(Beginning of Records for the task)

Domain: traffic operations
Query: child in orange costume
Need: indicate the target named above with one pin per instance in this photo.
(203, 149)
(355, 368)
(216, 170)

(End of Records for the task)

Problem to work on ::
Set down all the entries again, word for word.

Solution for this exercise ::
Domain: traffic operations
Query: child in orange costume
Need: indicate the target named above with one pin per instance in this photo.
(203, 149)
(355, 368)
(216, 170)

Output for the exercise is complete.